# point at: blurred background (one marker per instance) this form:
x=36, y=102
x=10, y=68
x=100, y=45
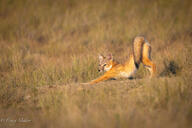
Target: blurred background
x=57, y=42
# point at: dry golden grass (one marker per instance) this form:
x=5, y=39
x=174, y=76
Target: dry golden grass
x=47, y=48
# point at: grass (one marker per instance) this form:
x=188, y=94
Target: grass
x=48, y=47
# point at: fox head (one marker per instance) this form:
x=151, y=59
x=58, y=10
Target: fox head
x=105, y=62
• • • •
Can you write out all of these records again, requests included, with each answer's x and y coordinates multiplied by 2.05 and rounded to whole numbers, halves rounding up? Leave the numbers in the requests and their sample formats unchanged, and omit the pictures.

* **Answer**
# point at: blurred background (one marker per instance) this form:
x=36, y=102
x=10, y=68
x=100, y=45
Target: blurred background
x=117, y=86
# point at: dry golden grass (one marker per instance) this form:
x=5, y=39
x=174, y=76
Target: dry golden grass
x=96, y=98
# point at: grass (one marker per instance) this form:
x=188, y=94
Target: grass
x=98, y=96
# point at: fox head (one marker per instance) this form:
x=151, y=59
x=58, y=10
Target: fox head
x=215, y=127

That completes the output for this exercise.